■ WORK ITEM
In the listing below, find each line that holds "upper" and list it.

*** Opening of MATERIAL PROVIDED ***

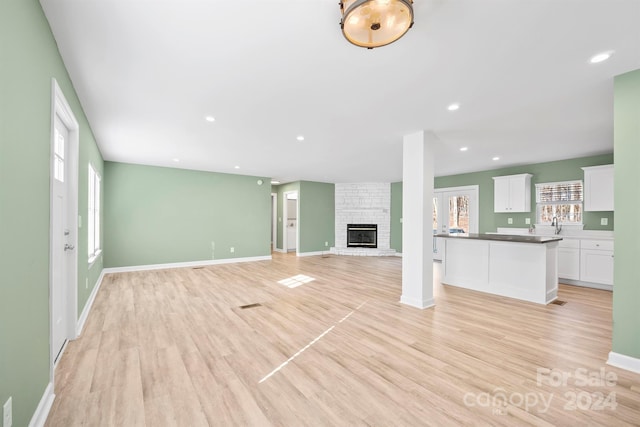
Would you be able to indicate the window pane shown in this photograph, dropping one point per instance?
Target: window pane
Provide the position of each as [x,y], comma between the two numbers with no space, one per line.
[458,214]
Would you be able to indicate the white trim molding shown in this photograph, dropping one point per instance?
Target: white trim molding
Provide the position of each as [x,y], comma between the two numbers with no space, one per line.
[623,361]
[312,253]
[42,411]
[87,307]
[184,264]
[421,304]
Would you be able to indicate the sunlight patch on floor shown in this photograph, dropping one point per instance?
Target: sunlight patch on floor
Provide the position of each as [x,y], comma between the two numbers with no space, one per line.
[295,281]
[316,339]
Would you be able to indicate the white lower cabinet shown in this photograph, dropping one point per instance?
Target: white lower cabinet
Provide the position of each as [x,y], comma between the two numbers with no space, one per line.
[596,261]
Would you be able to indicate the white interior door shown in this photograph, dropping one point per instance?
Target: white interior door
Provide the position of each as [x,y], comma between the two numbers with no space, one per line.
[60,234]
[290,221]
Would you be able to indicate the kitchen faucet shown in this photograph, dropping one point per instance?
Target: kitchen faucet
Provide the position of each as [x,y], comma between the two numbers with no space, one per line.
[555,222]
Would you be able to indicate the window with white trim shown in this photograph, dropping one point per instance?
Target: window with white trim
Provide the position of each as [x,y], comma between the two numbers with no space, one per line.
[559,199]
[93,221]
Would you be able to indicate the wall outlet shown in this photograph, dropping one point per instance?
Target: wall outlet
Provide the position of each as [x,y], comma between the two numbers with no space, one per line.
[7,413]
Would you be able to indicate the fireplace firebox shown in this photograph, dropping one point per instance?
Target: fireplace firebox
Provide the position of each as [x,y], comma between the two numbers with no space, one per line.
[362,235]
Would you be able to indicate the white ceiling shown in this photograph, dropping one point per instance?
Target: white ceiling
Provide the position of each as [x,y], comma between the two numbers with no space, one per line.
[148,72]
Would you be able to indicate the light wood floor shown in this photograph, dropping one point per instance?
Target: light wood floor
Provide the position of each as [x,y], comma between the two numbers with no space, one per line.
[173,348]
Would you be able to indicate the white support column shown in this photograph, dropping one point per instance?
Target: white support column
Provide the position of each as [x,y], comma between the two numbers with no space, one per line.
[417,208]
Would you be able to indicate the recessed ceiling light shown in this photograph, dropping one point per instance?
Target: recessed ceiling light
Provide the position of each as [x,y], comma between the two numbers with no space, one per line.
[601,57]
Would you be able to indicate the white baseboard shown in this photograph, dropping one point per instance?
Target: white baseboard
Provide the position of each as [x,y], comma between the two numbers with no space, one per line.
[42,411]
[421,304]
[313,253]
[87,307]
[585,284]
[625,362]
[184,264]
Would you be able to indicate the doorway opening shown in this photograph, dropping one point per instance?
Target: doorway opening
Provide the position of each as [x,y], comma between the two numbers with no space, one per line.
[274,221]
[290,213]
[63,256]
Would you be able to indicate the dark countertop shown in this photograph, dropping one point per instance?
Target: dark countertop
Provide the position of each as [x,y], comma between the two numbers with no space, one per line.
[502,237]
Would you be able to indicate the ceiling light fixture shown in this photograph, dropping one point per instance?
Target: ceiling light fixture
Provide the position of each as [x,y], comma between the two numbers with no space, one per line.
[601,57]
[375,23]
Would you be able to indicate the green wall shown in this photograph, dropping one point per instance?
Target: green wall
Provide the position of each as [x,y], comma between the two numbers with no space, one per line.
[626,290]
[396,216]
[317,216]
[316,222]
[157,215]
[29,59]
[562,170]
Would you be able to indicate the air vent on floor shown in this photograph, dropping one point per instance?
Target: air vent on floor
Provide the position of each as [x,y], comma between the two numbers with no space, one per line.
[251,305]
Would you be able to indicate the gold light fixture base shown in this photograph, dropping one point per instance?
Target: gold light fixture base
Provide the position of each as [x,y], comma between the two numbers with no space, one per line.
[375,23]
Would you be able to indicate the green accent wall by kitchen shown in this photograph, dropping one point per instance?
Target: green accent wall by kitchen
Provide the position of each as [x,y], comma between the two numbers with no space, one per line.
[562,170]
[626,291]
[396,216]
[316,220]
[157,215]
[29,59]
[317,216]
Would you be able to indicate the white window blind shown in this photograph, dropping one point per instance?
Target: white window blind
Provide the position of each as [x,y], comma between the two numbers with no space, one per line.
[562,200]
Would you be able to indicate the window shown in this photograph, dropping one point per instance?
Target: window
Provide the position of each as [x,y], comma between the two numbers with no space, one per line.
[559,199]
[93,222]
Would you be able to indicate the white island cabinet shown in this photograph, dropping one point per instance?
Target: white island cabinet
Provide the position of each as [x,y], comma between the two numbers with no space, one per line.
[522,267]
[512,193]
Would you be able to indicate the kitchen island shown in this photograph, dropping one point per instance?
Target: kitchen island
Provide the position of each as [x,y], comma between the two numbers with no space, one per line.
[522,267]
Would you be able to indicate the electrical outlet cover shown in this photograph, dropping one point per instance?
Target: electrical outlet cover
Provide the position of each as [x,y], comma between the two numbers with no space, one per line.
[7,413]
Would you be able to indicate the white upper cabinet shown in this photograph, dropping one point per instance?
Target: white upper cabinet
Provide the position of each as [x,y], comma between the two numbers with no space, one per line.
[512,193]
[598,188]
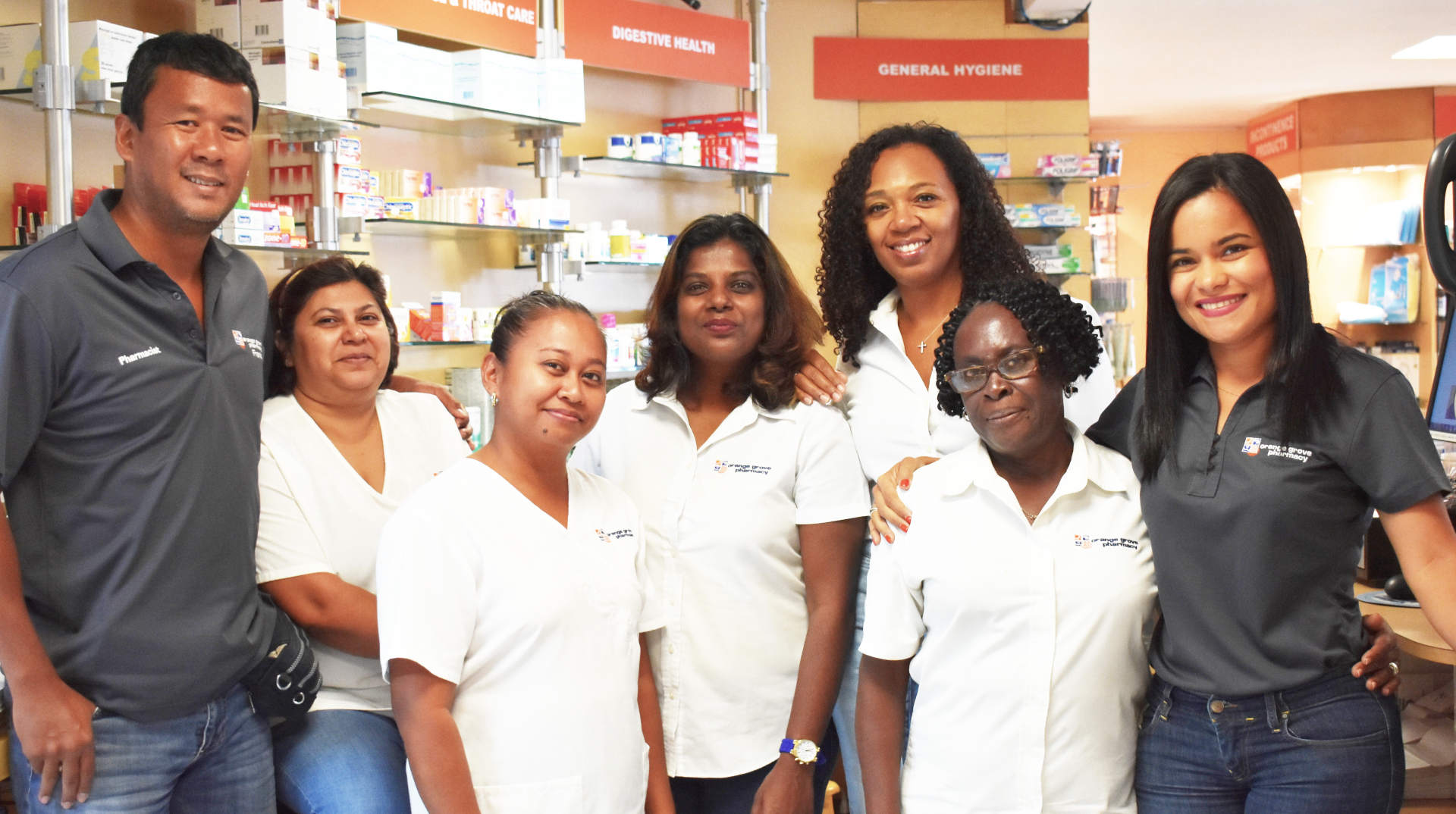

*** Close of MATERIAL PROVIDED ***

■ EXERCISE RESPONSE
Would you be able to indicate the white upper cabinet shown in this photograph, dropping one point per instance?
Target: white upper cabinet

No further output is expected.